Referring expression pointing data
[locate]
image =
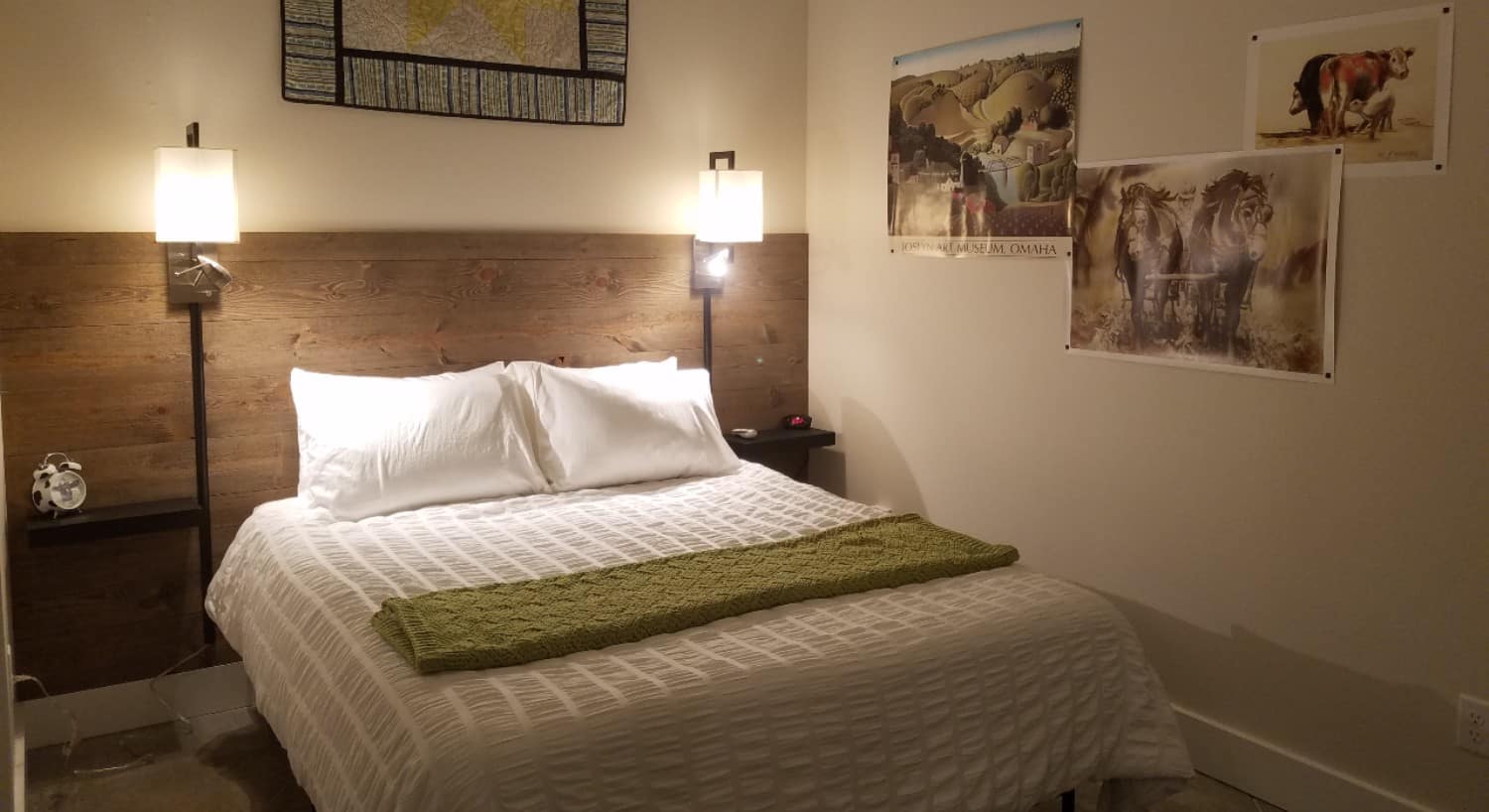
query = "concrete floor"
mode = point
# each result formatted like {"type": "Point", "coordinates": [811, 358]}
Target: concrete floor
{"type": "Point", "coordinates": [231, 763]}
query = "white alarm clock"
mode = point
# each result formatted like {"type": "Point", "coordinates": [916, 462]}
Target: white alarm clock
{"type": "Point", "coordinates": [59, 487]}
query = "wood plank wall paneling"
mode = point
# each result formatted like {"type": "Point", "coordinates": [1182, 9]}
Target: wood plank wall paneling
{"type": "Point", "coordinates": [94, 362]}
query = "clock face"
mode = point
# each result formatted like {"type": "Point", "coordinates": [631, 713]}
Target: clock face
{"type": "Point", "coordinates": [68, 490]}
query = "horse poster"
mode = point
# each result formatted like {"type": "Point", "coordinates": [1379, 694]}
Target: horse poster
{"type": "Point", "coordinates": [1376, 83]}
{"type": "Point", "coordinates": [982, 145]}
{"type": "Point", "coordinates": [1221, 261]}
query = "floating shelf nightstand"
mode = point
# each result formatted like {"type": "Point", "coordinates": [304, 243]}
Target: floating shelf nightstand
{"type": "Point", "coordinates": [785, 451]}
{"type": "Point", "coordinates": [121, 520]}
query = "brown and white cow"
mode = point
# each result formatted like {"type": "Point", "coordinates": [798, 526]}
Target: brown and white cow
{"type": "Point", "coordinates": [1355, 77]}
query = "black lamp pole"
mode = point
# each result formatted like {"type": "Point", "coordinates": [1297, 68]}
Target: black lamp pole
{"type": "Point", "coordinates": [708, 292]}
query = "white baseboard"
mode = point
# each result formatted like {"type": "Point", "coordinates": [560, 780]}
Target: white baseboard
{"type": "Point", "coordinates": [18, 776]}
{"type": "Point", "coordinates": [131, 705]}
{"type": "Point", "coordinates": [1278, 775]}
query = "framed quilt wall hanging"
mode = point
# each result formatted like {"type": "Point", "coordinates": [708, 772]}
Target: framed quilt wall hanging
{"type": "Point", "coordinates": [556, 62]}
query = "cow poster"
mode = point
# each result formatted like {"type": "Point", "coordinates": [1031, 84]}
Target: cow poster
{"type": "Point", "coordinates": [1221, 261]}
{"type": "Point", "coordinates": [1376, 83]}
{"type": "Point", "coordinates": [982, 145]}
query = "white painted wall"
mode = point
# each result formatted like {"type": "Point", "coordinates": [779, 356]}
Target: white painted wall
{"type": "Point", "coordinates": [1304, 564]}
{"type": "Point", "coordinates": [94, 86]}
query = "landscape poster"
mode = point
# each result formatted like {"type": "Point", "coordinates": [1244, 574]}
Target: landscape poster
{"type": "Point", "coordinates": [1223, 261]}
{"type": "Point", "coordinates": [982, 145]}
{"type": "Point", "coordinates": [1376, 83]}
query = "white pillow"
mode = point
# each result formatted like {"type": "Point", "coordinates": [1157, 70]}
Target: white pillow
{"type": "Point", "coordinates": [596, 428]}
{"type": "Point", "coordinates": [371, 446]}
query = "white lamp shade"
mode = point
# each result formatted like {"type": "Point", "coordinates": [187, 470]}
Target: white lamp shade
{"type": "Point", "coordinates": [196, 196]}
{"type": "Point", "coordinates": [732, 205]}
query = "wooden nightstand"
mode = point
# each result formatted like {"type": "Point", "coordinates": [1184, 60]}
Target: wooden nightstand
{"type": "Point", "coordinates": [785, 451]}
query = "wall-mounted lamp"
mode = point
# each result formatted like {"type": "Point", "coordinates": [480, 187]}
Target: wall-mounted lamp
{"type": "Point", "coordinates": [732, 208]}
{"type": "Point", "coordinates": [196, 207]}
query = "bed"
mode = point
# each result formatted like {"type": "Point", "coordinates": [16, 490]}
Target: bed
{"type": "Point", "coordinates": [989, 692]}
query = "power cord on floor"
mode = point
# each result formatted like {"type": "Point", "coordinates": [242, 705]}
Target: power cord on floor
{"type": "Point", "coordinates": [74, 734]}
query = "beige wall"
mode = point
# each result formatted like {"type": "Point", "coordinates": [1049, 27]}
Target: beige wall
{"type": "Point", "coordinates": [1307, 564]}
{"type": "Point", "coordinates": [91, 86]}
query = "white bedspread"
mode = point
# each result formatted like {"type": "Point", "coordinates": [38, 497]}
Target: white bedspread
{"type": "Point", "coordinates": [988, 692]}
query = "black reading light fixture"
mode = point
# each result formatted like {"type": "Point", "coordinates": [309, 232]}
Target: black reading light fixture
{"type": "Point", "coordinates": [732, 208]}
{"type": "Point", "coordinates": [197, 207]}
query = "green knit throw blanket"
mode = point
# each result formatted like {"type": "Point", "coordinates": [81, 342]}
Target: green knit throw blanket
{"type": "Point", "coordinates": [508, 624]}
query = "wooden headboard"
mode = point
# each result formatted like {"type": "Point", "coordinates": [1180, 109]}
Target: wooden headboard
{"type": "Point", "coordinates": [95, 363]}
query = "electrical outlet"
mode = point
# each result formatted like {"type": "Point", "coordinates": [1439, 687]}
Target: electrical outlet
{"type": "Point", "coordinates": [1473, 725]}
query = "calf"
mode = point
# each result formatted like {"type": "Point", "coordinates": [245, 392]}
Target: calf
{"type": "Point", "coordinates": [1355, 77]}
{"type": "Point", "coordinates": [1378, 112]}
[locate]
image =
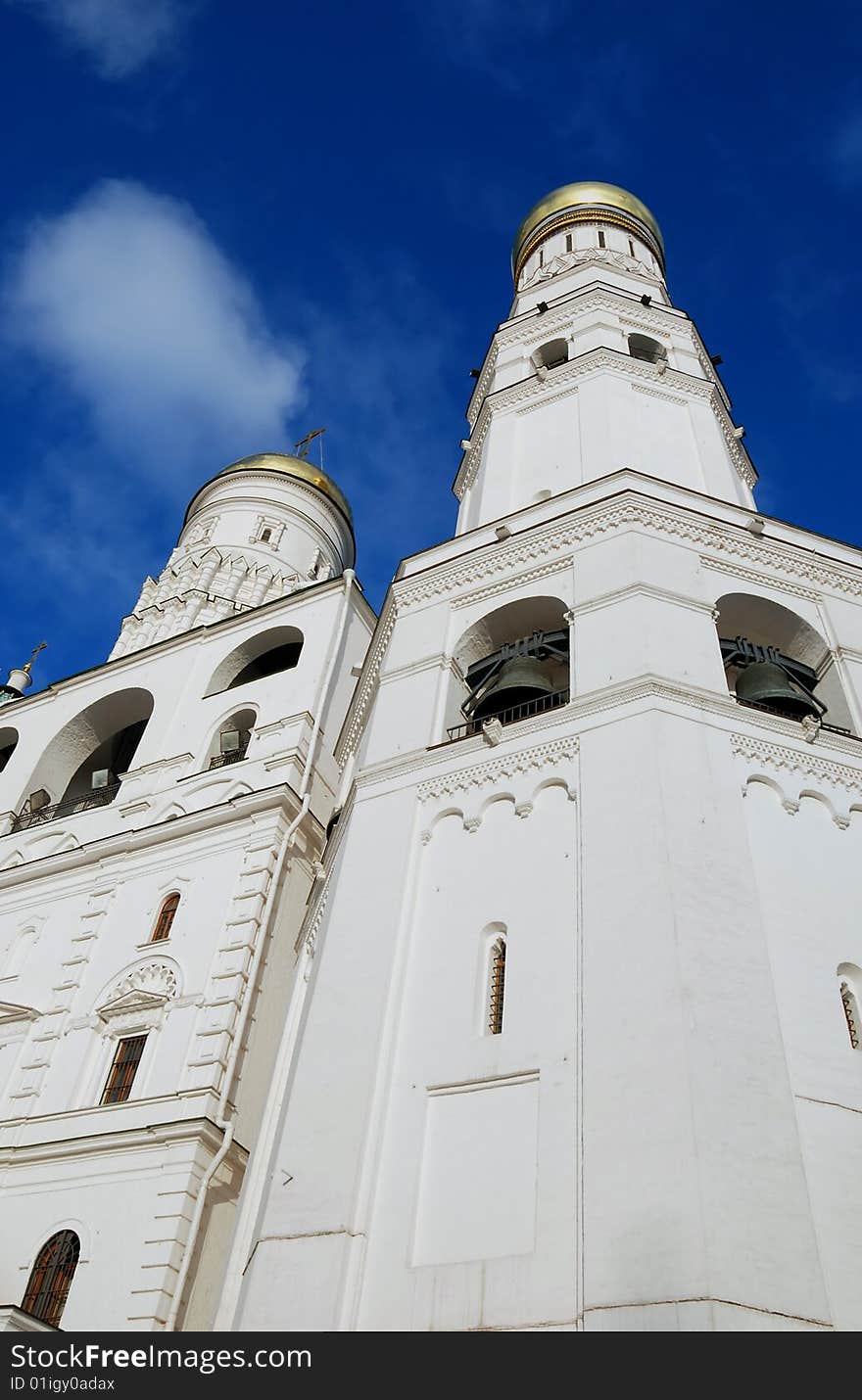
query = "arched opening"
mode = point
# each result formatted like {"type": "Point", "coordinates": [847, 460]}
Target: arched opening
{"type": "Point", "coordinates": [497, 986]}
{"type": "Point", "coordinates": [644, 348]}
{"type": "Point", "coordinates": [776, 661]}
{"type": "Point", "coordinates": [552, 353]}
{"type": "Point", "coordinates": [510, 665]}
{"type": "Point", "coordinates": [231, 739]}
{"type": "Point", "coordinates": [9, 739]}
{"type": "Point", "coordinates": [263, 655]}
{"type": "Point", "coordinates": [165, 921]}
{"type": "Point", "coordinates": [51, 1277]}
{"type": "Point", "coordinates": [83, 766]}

PROBLEM
Would you write each entry out again exactly, omitting the images?

OUTPUT FOR THIS TASK
[locate]
image =
query = "concrete floor"
mode = point
# each result formatted like {"type": "Point", "coordinates": [811, 358]}
Target: concrete floor
{"type": "Point", "coordinates": [231, 763]}
query = "white alarm clock"
mode = point
# each result formatted like {"type": "Point", "coordinates": [916, 462]}
Target: white alarm clock
{"type": "Point", "coordinates": [59, 487]}
query = "wood plank wall paneling"
mode = point
# each result formatted like {"type": "Point", "coordinates": [1182, 9]}
Target: wood plank wall paneling
{"type": "Point", "coordinates": [94, 362]}
query = "clock face"
mode = point
# each result formatted like {"type": "Point", "coordinates": [631, 713]}
Target: clock face
{"type": "Point", "coordinates": [68, 490]}
query = "horse poster"
mode = point
# each result formatted like {"type": "Point", "coordinates": [1379, 694]}
Target: horse poster
{"type": "Point", "coordinates": [1376, 83]}
{"type": "Point", "coordinates": [982, 145]}
{"type": "Point", "coordinates": [1221, 261]}
query = "floating shelf nightstand"
mode = point
# each result formatted like {"type": "Point", "coordinates": [304, 243]}
Target: floating shelf nightstand
{"type": "Point", "coordinates": [785, 451]}
{"type": "Point", "coordinates": [121, 520]}
query = "brown and white cow"
mode = point
# each result formatted like {"type": "Point", "coordinates": [798, 526]}
Target: brown and white cow
{"type": "Point", "coordinates": [1355, 77]}
query = "black lamp pole"
mode = point
# each result formatted like {"type": "Point", "coordinates": [1297, 68]}
Target: black lamp pole
{"type": "Point", "coordinates": [708, 292]}
query = "white baseboard"
mode = point
# each result formatted like {"type": "Point", "coordinates": [560, 780]}
Target: white baseboard
{"type": "Point", "coordinates": [18, 776]}
{"type": "Point", "coordinates": [131, 705]}
{"type": "Point", "coordinates": [1278, 775]}
query = "framed quilt wall hanging"
mode = point
# each result formatted like {"type": "Point", "coordinates": [708, 772]}
Target: framed quilt wall hanging
{"type": "Point", "coordinates": [556, 62]}
query = "cow poster"
mode = point
# each result formatted like {"type": "Point", "coordinates": [1031, 84]}
Target: cow poster
{"type": "Point", "coordinates": [1221, 261]}
{"type": "Point", "coordinates": [1376, 83]}
{"type": "Point", "coordinates": [982, 145]}
query = "white painted wall"
mode = point
# each result formatted like {"type": "Point", "coordinates": [779, 356]}
Target: white painted wall
{"type": "Point", "coordinates": [1304, 564]}
{"type": "Point", "coordinates": [94, 86]}
query = "landscape poster"
mode = point
# each result formatted like {"type": "Point", "coordinates": [1244, 574]}
Target: landscape poster
{"type": "Point", "coordinates": [1223, 261]}
{"type": "Point", "coordinates": [982, 145]}
{"type": "Point", "coordinates": [1376, 83]}
query = "white pillow"
mode = point
# each result formatted like {"type": "Point", "coordinates": [1157, 70]}
Target: white pillow
{"type": "Point", "coordinates": [596, 428]}
{"type": "Point", "coordinates": [371, 446]}
query = "white lamp shade"
mode = point
# each result formatted like {"type": "Point", "coordinates": [187, 470]}
Target: white lamp shade
{"type": "Point", "coordinates": [196, 196]}
{"type": "Point", "coordinates": [732, 205]}
query = "wooden nightstand"
mode = point
# each result formatted like {"type": "Point", "coordinates": [1184, 60]}
Target: wooden nightstand
{"type": "Point", "coordinates": [785, 451]}
query = "wall-mounted lamp"
mode = point
# each result formatted like {"type": "Point", "coordinates": [480, 187]}
Target: wall-mounted lamp
{"type": "Point", "coordinates": [732, 208]}
{"type": "Point", "coordinates": [196, 207]}
query = "bed"
mode = point
# each result formatted like {"type": "Point", "coordinates": [16, 490]}
Target: bed
{"type": "Point", "coordinates": [989, 692]}
query = "power cord on floor"
mode = point
# each result formatted like {"type": "Point", "coordinates": [242, 705]}
Target: power cord on floor
{"type": "Point", "coordinates": [74, 734]}
query = "beige wall"
mode = point
# each result formatted like {"type": "Point", "coordinates": [1049, 27]}
Target: beige wall
{"type": "Point", "coordinates": [1307, 564]}
{"type": "Point", "coordinates": [91, 86]}
query = "white bedspread"
mode = point
# each result formatted like {"type": "Point", "coordinates": [38, 497]}
Target: white bedspread
{"type": "Point", "coordinates": [988, 692]}
query = "black reading light fixture"
mode = point
# each result formatted like {"type": "Point", "coordinates": [309, 232]}
Target: black reading light fixture
{"type": "Point", "coordinates": [732, 208]}
{"type": "Point", "coordinates": [197, 207]}
query = "green knit throw blanket"
mode = point
# each result formatted like {"type": "Point", "coordinates": [81, 342]}
Target: green knit throw blanket
{"type": "Point", "coordinates": [508, 624]}
query = "wooden headboard"
mode = point
# each result formatted like {"type": "Point", "coordinates": [1180, 109]}
Target: wooden headboard
{"type": "Point", "coordinates": [95, 363]}
query = "electrical outlet"
mode = point
# each result formatted like {"type": "Point", "coordinates": [1439, 687]}
Target: electrical outlet
{"type": "Point", "coordinates": [1473, 725]}
query = "calf"
mode = point
# each result formatted like {"type": "Point", "coordinates": [245, 392]}
Target: calf
{"type": "Point", "coordinates": [1355, 77]}
{"type": "Point", "coordinates": [1378, 112]}
[locate]
image =
query = "arched opening"
mode = point
# each result formatted like {"type": "Point", "coordinates": [847, 460]}
Target: arched opening
{"type": "Point", "coordinates": [497, 986]}
{"type": "Point", "coordinates": [644, 348]}
{"type": "Point", "coordinates": [776, 661]}
{"type": "Point", "coordinates": [552, 353]}
{"type": "Point", "coordinates": [510, 665]}
{"type": "Point", "coordinates": [231, 739]}
{"type": "Point", "coordinates": [9, 739]}
{"type": "Point", "coordinates": [263, 655]}
{"type": "Point", "coordinates": [165, 921]}
{"type": "Point", "coordinates": [51, 1277]}
{"type": "Point", "coordinates": [83, 766]}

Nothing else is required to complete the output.